Thursday, July 10, 2008

Being alive

Lately I've been kind of in a different phase of my life. I've lived in the cancer community for 7 years. It's a brutal and honest and painful and even sometimes joyous place. It's not a place for the weak hearted. You need to be strong to survive here. You need to be honest, you need to be sincere. You need to totally revamp your priorities and views. Your life gets a real makeover in every sense when you live with a cancer diagnosis.

I lived for a long time, I think, a bit afraid of living. I knew after cancer how fragile I was. I knew how rapidly things could change, how rapidly I could lose everything and everyone I valued. I learned not to hold onto anything too tightly. To not make future commitments. To be always ready to let go of everything and everyone in a moment's notice. I felt I was walking on thin ice for a long time.

Lately I've communicated with many who are losing their cancer battles. Mothers who will abandon young children, who will realize what was my greatest fear. I almost feel guilty that I've lived long enough that my children will, as they are supposed to, abandon me to pursue their own lives. I've almost lived to my goal, to realize my children's 18th birthdays. The life expectancy I'd hoped for...to live to be 49. I'm 48 and 1/2. In 6 months I'll have made it. I'll have acheived what I designated to be my life-expectancy goal after cancer.

So now, I contemplate living more freely. I don't have anymore the great responsibility I felt before to stay alive. My upcoming years, however many they are, are my bonus years. I feel like I can relax now. I can enjoy and spend time doing what I value most...making my survival count. I can pursue music, words, intimacy, nature and beauty...things I treasure. I no longer have a great need to measure my days or my future. I am not afraid to die; I don't have the same desperation to stay alive as I had when I was diagnosed and my kids were 10 and 11. I can make future plans, but they can be open to change and that's okay. In seven years I've also developed a great trust in my God, I trust in his will in all outcomes and all eventualities, even the ones I don't know and can't understand from my perspective here. When I die I will only change location..and go to the place where I truly belong. Nothing to fear, something to look forward to. It's all okay. I am blessed, I am very much at peace now. I am one of the lucky ones.

================================

Extend the blog post about living seven years with a cancer diagnosis, starting right after its last sentence.

================================

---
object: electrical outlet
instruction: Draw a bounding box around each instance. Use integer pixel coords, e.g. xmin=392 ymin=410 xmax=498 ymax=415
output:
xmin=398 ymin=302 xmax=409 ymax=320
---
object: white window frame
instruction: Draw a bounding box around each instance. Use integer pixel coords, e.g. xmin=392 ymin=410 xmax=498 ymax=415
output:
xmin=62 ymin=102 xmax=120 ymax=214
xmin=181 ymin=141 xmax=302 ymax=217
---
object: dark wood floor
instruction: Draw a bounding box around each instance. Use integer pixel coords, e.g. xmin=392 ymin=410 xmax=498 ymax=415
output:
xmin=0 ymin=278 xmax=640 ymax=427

================================

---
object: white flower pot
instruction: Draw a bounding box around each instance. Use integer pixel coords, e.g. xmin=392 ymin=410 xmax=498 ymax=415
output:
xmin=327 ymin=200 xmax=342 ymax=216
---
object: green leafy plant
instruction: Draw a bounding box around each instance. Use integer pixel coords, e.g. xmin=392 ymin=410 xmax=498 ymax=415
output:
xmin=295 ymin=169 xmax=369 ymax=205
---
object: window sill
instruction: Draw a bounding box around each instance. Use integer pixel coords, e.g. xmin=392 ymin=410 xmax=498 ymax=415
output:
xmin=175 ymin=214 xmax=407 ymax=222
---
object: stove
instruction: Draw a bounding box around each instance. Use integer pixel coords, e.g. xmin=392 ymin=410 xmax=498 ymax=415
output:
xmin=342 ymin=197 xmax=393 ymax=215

================================

### TASK OUTPUT
My heart still breaks, though, for those who have left or will leave young children behind. But I wonder sometimes if that might be part of a master plan we can't know from here but will understand when we get home and can see the big picture. Maybe one of the children who lost a parent will be motivated to do something that leads to a cure for cancer. Or maybe they will have the experience needed to console another who will then be able to find the cure for cancer.

I think sometimes of Abraham Lincoln. He was born in relative poverty to uneducated parents. He lost his mother at a young age also, when he was 10 years old. His only two siblings died; his brother in infancy, his sister in childbirth shortly after she married. He lost three of his own four children before they reached adulthood. He was not close to his father and did not attend his father's funeral when he died. It's hard to imagine losing a mother as a child, or losing a sibling, or losing your own children...losing several of your children would be unimaginable. His lifetime losses were overwhelming. But I wonder if some of those experiences in his life molded him, made him become the man who in the end changed a country forever for the better, a man who ended suffering for many, who freed a generation from slavery, who made a mark on the world that will last forever.

I look forward to someday knowing what we can't know from our perspective here. I look forward to someday having a view of the big picture, of the finished side and not the underside of the tapestry of life. I don't know the answers now, but someday I will. I will so love that moment, when everything makes sense. When I can understand the purpose behind pain I see now.